--- start THE RECORDS ---

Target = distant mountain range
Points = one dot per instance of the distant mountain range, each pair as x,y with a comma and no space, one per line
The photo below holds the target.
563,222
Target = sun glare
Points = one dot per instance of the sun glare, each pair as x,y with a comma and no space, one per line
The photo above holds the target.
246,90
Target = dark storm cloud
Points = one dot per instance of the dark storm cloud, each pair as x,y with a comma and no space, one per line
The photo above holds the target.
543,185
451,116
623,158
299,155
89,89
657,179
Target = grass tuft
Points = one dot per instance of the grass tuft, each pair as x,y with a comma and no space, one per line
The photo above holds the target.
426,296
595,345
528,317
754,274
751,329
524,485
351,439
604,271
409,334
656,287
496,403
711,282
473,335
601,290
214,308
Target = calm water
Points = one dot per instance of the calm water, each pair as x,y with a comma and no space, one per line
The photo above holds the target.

--- end THE RECORDS ---

▶ _WHAT IS NEEDED_:
Each entry above is to be quoted exactly.

▶ _OUTPUT FOR THIS TASK_:
Target = distant mountain range
Points = one dot per instance of the distant mountain range, each pair as x,y with a comma and no space, one per line
The photo below holds the target.
563,222
Target = sun glare
Points = one dot per instance of the sun glare, each pair as x,y with a comma and no space, one per line
The photo above holds the target.
246,90
Target = dark storm cloud
Points = one dot per instance of the dark storm cloud, each pair as x,y with a comma and no space, one per line
The photo above holds the target.
543,185
451,116
623,158
299,155
89,89
657,179
Target = grass tuft
Points = one dot per instance of the grass tuft, each pair as x,y with a comma and no space, one per line
The photo above holds the target.
426,296
595,345
528,317
754,274
751,329
524,485
351,439
604,271
409,334
656,287
496,403
711,282
473,335
601,290
214,308
Target = calm water
Points = one dot per instance of the calm water, each pair as x,y with a comma and no space, one per line
The photo above holds the target.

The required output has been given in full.